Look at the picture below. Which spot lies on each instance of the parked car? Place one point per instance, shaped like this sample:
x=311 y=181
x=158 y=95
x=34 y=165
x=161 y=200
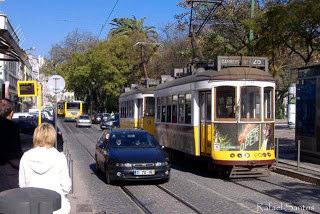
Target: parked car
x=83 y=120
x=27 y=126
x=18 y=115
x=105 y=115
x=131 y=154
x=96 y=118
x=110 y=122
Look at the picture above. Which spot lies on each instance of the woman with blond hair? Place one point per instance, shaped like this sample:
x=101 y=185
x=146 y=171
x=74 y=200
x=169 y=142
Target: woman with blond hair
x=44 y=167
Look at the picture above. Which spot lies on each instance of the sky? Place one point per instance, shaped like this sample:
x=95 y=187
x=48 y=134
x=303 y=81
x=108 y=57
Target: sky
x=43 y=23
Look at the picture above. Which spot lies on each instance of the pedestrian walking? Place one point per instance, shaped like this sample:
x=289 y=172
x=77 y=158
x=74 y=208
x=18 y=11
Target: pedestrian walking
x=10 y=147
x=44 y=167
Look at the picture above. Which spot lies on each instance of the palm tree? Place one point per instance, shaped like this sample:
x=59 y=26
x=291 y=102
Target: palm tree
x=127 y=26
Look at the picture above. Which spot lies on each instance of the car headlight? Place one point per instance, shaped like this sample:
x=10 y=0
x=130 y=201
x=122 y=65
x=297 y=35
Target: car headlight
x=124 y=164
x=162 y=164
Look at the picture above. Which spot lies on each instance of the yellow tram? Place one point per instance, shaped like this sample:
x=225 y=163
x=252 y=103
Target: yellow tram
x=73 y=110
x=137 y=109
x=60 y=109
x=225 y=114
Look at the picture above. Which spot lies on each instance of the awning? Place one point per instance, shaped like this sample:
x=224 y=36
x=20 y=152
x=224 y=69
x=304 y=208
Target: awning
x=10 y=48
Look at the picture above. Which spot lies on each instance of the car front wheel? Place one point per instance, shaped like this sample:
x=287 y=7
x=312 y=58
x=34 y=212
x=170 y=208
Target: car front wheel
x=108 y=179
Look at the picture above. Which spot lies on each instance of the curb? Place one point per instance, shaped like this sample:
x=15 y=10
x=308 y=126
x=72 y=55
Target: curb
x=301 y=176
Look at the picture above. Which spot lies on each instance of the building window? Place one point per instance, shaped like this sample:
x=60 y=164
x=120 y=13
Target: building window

######

| Description of the task |
In the material above, find every line with the word "building" and show it.

| Written response |
Look at the picture above. Which spot lies on each instance of the building window? Place one point per instance, shaped like this sample:
Target: building window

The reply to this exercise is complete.